Directions:
Exact repetition of every entry is required.
— Start —
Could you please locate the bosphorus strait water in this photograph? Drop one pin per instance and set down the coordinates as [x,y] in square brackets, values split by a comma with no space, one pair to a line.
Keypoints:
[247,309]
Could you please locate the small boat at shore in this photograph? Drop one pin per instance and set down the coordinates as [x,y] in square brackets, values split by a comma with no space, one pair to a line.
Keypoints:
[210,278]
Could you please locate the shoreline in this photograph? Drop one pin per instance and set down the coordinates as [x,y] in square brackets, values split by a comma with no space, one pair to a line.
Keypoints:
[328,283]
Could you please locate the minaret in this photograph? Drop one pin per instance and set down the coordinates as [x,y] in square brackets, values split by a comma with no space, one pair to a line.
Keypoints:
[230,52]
— End —
Response:
Could you please locate the bosphorus strait water in this photograph? Drop one pin per instance and set down the coordinates as [x,y] in square brackets, values split by a comma with no space, one pair to a line.
Keypoints:
[247,309]
Could you please locate the small boat at shore in this photograph? Drop one pin per instance and set down the coordinates as [x,y] in square brackets, values split by a comma with no space, one pair to a line.
Keypoints:
[210,278]
Could you please locate the shoreline in this photograph? Drop one pin per instance and set down the coordinates as [x,y] in square brackets, values split by a comma with no space, one pair to a line.
Keypoints:
[328,283]
Could you please locate the minaret in this photograph? Drop one pin per instance and set down the coordinates as [x,y] in square brackets, values split by a comma with no space, one pair to a line.
Keypoints:
[230,52]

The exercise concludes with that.